PARTS OF THE EXERCISE
1) From the panel description on education as a human right, list each topic the panelists will discuss, as the final sentence states it.
2) Write what comes next in the panel description on education as a human right, picking up after its final sentence.

Monday, March 14, 2011


Education is a Human Right
You cannot un-educate the person who has learned to read.”


Addressing the underrepresentation of Latino law students only touches upon the surface of a greater need of equal access to education. This panel will attempt to address this by looking at the numerous obstacles that Latino students face at each step in their education. How do we increase representation in law schools when 41% of Latinas do not graduate high school in four years or when Latino students comprise 35% of NYC school suspensions in the past 10 years? Can NYC youth receive an equal education in schools surrounded by NYPD officers? How does the continued trend towards privatization of education affect low-income students? The panelists will discuss the various responses to these policies by advocates and will also discuss how these policies are made, whom advocates can hold accountable, and what steps can be taken to remedy our education system.

DATA SHOWN
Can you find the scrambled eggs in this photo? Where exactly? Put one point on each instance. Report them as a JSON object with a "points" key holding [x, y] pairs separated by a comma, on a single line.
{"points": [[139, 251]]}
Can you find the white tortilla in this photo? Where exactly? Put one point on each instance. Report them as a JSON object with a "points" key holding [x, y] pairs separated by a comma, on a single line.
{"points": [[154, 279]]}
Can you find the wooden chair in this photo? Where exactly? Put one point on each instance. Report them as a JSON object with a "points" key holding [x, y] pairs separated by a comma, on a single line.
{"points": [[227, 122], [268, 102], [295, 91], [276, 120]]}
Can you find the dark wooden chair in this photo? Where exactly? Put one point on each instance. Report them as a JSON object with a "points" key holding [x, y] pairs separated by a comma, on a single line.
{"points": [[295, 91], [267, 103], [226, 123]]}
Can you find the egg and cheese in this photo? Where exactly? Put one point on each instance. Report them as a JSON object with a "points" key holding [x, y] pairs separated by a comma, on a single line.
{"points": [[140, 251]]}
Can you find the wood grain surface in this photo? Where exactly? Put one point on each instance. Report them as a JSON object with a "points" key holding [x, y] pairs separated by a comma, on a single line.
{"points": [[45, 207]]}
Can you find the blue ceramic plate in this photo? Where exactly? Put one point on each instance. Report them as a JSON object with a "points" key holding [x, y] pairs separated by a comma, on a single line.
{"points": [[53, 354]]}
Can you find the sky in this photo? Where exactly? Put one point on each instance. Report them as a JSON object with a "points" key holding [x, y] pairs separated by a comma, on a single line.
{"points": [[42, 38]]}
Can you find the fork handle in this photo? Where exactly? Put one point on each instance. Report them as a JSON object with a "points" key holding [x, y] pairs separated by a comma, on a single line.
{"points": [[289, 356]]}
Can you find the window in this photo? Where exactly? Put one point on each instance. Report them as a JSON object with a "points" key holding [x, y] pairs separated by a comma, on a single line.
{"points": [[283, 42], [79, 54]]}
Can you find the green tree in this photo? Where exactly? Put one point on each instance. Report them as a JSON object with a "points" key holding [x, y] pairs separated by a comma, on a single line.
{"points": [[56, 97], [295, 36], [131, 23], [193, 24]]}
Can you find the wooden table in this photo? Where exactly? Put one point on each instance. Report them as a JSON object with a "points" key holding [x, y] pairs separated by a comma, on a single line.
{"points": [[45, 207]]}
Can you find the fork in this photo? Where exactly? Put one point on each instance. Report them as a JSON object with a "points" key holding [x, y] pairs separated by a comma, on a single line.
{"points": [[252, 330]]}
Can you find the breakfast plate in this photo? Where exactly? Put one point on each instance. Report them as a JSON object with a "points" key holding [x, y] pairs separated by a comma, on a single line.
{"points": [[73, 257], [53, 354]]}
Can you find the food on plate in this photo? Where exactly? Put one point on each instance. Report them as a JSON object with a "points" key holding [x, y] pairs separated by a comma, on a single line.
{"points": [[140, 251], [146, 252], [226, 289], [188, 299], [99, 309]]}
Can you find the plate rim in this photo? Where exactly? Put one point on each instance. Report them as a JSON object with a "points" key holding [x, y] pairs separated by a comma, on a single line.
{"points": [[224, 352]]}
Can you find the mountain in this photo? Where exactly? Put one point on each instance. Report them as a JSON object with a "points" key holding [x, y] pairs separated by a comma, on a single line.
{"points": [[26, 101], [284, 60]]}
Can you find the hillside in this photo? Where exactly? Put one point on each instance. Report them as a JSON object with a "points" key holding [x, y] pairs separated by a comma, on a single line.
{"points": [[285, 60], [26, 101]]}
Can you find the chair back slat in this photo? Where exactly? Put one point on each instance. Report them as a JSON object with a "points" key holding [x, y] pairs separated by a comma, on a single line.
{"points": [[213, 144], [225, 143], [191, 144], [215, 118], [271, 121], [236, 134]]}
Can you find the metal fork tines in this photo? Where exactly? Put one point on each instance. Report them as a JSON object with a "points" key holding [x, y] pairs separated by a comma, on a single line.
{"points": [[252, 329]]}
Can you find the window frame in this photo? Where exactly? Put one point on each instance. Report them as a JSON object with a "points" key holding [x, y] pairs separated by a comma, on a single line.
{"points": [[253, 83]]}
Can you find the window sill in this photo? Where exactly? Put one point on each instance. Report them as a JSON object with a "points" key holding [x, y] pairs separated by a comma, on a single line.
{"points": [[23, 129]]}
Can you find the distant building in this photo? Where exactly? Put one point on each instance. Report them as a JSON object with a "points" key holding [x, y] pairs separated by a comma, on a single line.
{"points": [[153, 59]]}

SOLVED TASKS
1)
- The various responses to these policies by advocates
- How these policies are made
- Whom advocates can hold accountable
- What steps can be taken to remedy our education system

2)
Moderator:
 

Dr. Edward Fergus is Deputy Director of the Metropolitan Center for Urban Education at New York University. He has published various articles on disproportionality in special education, race/ethnicity in schools, and author of Skin Color and Identity Formation: Perceptions of Opportunity and Academic Orientation among Mexican and Puerto Rican Youth (Routledge Press, 2004). He is currently the Co-Principal Investigator of a study of single-sex schools for boys of color (funded by the Gates Foundation), the New York State Technical Assistance Center on Disproportionality, and various other research and programmatic endeavors focused on disproportionality and educational opportunity. Dr. Fergus received his doctorate and masters in Social Foundations and Educational Policy from the University of Michigan. He earned his bachelors in political science and teaching certificate from Beloit College.


Panelists:



Stephen Loffredo, Professor, earned his undergraduate degree from Yale, his J.D. from Harvard Law School, and clerked for the New Jersey Supreme Court before entering practice at the Legal Aid Society in the South Bronx. He is co-author of The Rights of the Poor with his wife, Helen Hershkoff, and served as consultant to the late U.S. Senator Paul Wellstone on the constitutional aspects of federal welfare legislation. He teaches in the areas of constitutional law, administrative law, health law, and social welfare law, and has co-directed the Immigrant and Refugee Rights Clinic and the Workfare Advocacy Project Seminar/Economic Justice Clinic, which received the Pro Bono Service Award of the New York State Bar Association in 2002 and the Clinical Legal Education Association's Award for Excellence in 2004.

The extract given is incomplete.